Reproduce verbatim the lines of the material below, starting with the line that contains "such as [1025,145]." and continuing through the last line of the material.

· · · · · · ·

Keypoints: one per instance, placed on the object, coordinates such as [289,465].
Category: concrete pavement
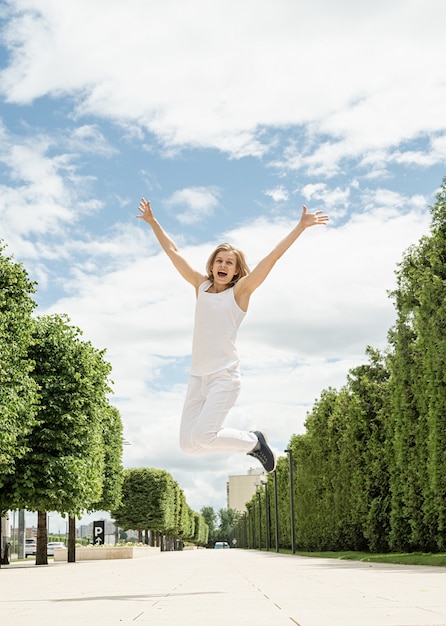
[222,587]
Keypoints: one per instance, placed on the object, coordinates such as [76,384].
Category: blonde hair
[241,265]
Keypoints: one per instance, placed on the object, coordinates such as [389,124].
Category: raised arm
[246,285]
[187,272]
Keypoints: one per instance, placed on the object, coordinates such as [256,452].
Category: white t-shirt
[217,320]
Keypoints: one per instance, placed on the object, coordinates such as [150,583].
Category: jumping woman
[223,295]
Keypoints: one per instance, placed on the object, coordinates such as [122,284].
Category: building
[240,489]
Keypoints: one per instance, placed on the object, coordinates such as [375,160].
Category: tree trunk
[71,539]
[42,539]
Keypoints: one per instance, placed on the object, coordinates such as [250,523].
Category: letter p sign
[98,532]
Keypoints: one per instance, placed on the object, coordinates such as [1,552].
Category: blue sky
[228,116]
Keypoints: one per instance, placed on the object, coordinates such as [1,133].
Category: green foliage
[18,391]
[418,366]
[64,469]
[152,500]
[112,442]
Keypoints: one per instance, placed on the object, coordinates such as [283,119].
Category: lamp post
[293,530]
[260,518]
[267,515]
[276,512]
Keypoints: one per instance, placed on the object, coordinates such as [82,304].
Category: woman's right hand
[146,211]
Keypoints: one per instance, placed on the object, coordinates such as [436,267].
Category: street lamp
[260,518]
[276,511]
[293,530]
[267,514]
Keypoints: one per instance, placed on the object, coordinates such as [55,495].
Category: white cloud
[194,203]
[242,67]
[310,322]
[278,194]
[357,94]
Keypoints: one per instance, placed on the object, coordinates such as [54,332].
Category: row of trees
[154,504]
[369,472]
[60,438]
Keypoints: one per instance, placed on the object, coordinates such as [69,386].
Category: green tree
[148,501]
[418,391]
[64,471]
[18,391]
[210,518]
[112,442]
[228,519]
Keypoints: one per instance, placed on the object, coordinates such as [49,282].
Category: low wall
[106,552]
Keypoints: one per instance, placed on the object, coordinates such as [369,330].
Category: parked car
[53,545]
[30,547]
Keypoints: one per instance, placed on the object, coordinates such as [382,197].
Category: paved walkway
[221,588]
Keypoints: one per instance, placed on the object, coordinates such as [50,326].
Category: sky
[229,116]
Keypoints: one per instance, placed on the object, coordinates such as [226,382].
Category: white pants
[208,401]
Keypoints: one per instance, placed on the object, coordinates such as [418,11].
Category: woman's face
[224,268]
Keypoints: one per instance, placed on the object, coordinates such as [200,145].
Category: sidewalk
[222,587]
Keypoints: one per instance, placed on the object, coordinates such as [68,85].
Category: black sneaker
[264,454]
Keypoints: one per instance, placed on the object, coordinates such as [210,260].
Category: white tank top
[217,320]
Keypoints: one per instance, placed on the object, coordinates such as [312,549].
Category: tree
[228,521]
[147,500]
[210,518]
[64,471]
[18,390]
[418,391]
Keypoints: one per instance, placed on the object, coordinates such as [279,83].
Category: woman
[222,301]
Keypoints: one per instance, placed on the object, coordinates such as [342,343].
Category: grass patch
[398,558]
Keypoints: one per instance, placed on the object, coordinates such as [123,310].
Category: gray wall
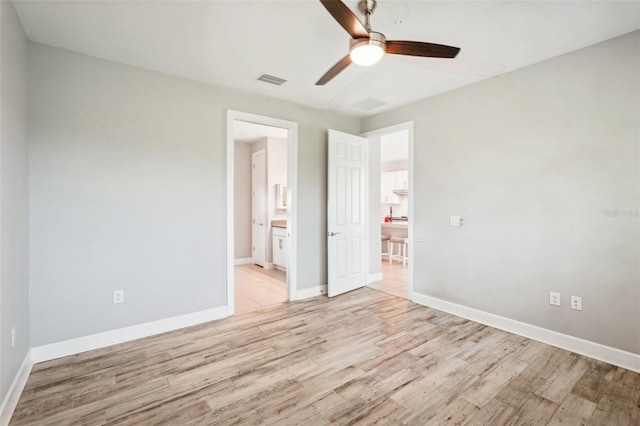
[127,191]
[14,288]
[533,160]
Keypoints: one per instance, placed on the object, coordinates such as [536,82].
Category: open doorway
[390,261]
[261,172]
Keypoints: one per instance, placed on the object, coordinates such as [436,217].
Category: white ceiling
[231,43]
[244,131]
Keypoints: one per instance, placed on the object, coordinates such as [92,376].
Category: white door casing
[346,213]
[258,207]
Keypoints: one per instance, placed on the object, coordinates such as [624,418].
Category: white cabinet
[390,181]
[280,247]
[401,179]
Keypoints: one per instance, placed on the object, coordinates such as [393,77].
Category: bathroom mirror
[281,196]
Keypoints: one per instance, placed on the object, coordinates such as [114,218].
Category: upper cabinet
[401,179]
[394,185]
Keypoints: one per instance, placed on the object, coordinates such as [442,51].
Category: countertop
[395,224]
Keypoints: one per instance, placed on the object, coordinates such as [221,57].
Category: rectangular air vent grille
[271,79]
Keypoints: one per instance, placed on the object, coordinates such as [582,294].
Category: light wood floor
[394,279]
[361,358]
[256,287]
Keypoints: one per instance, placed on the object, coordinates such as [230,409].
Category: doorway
[391,210]
[261,206]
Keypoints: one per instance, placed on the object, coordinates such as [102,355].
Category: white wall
[533,160]
[242,200]
[127,191]
[14,289]
[276,173]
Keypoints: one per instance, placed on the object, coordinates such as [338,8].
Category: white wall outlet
[576,303]
[118,296]
[455,220]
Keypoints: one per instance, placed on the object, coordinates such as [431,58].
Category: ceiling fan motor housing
[375,39]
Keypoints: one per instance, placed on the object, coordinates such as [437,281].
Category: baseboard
[12,397]
[374,277]
[121,335]
[311,292]
[608,354]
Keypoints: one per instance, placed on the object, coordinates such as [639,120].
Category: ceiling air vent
[271,79]
[369,104]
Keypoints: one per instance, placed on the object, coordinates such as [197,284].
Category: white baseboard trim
[10,400]
[608,354]
[126,334]
[311,292]
[374,277]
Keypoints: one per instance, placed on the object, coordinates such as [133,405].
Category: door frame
[408,126]
[292,199]
[265,194]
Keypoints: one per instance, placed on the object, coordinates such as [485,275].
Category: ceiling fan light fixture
[367,51]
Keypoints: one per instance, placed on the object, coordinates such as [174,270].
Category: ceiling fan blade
[418,48]
[335,70]
[345,18]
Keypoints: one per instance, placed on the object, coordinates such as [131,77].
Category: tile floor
[394,279]
[257,287]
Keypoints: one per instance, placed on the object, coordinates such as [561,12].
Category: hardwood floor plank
[574,411]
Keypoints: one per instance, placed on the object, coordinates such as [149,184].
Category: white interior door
[259,206]
[346,230]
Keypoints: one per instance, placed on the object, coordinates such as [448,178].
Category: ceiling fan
[367,47]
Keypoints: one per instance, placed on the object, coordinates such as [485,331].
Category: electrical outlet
[118,296]
[576,303]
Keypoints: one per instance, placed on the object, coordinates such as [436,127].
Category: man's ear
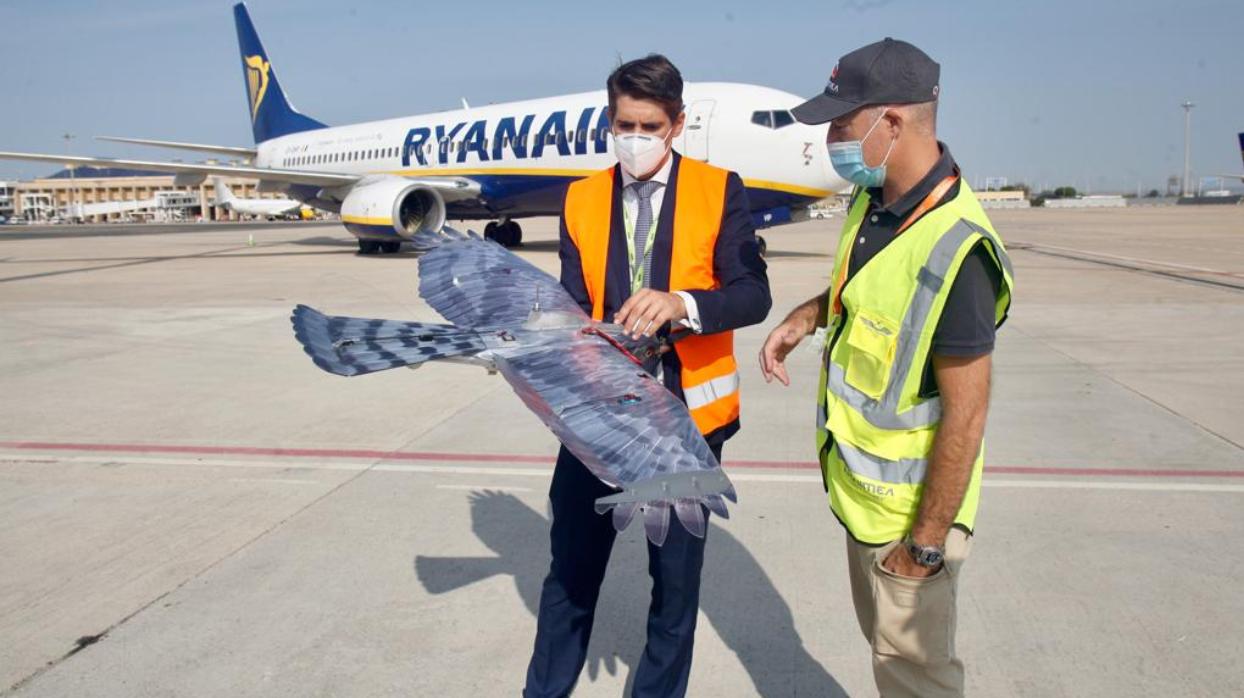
[896,120]
[678,125]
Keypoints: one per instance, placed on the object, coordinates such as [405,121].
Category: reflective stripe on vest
[709,375]
[931,278]
[882,431]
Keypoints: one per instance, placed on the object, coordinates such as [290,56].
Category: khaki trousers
[909,622]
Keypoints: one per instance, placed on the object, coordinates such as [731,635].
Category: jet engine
[391,209]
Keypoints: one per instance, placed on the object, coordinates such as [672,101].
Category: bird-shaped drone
[585,380]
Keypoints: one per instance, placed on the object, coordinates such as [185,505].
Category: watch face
[926,556]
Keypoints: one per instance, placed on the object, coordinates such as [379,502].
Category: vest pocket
[872,340]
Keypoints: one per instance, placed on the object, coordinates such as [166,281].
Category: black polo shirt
[967,324]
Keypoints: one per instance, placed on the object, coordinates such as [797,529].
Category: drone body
[586,381]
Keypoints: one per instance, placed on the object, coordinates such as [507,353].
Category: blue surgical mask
[847,159]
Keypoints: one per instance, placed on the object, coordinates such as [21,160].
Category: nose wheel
[506,233]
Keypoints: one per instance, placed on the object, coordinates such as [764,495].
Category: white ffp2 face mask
[640,153]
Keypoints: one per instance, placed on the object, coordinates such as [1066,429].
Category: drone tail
[688,494]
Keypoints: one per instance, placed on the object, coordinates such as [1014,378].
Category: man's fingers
[780,371]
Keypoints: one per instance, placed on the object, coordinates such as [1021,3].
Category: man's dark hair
[651,77]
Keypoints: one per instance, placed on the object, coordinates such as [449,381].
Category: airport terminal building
[117,195]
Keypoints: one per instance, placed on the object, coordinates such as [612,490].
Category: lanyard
[924,207]
[637,269]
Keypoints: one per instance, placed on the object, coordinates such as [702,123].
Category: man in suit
[658,239]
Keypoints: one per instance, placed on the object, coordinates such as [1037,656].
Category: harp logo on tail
[256,82]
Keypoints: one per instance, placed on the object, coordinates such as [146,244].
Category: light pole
[72,182]
[1187,146]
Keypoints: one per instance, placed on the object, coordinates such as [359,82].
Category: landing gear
[506,233]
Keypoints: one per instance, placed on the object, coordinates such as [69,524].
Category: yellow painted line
[788,188]
[556,172]
[363,220]
[503,171]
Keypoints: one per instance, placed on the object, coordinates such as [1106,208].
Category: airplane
[1240,177]
[389,179]
[266,208]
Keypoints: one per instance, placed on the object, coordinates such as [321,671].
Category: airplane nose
[827,178]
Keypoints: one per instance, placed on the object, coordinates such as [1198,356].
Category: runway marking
[490,487]
[1122,258]
[413,468]
[386,459]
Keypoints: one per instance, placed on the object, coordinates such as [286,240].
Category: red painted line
[422,456]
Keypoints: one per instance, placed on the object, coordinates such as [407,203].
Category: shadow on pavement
[738,597]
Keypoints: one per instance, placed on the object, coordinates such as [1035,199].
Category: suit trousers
[581,543]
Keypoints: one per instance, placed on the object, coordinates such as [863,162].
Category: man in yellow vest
[919,285]
[658,239]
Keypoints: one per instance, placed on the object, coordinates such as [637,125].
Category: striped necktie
[643,225]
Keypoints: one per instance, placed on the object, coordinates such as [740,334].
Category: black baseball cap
[886,72]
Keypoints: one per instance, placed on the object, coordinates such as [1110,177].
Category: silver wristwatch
[924,555]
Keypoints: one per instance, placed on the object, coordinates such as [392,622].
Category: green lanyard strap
[637,268]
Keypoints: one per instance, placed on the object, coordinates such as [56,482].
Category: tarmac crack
[1131,390]
[90,640]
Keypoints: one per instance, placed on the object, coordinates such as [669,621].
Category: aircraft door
[696,130]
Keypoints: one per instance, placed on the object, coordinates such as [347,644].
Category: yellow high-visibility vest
[875,432]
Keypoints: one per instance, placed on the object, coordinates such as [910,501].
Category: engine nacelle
[387,205]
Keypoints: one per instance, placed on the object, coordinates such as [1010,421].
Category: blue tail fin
[270,113]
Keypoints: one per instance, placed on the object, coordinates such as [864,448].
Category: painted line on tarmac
[489,487]
[1122,258]
[414,468]
[388,457]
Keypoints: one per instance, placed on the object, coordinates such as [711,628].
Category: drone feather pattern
[584,380]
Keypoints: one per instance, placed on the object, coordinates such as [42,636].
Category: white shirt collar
[662,174]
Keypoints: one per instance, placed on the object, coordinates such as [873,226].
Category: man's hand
[647,311]
[786,336]
[902,564]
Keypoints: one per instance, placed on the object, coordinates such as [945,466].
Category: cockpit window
[778,118]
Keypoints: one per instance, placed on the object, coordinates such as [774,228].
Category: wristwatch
[924,555]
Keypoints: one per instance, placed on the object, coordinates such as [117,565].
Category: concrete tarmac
[188,507]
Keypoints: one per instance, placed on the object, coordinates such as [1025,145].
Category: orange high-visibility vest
[709,373]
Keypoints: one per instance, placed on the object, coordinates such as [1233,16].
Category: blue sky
[1055,92]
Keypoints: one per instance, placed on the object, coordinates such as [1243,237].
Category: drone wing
[475,283]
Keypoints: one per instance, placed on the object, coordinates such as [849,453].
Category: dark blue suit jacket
[743,297]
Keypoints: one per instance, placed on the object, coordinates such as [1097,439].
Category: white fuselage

· · · · · · ·

— Answer —
Keypoints: one per instance, placed on the object, coordinates such as [1025,145].
Category: orange high-visibility vest
[709,373]
Keypoints: one per instance, placed on the object, coordinates such as [1233,16].
Category: blue sky
[1055,92]
Keypoints: one per instance, placed on the object, coordinates such as [1243,237].
Category: drone wing
[475,283]
Keypoints: one per instance, placed on the object, coordinates such as [849,453].
Category: dark blue suit jacket
[743,297]
Keypoints: one per instance, placed on the object, coordinates such as [1097,439].
Category: white fuselage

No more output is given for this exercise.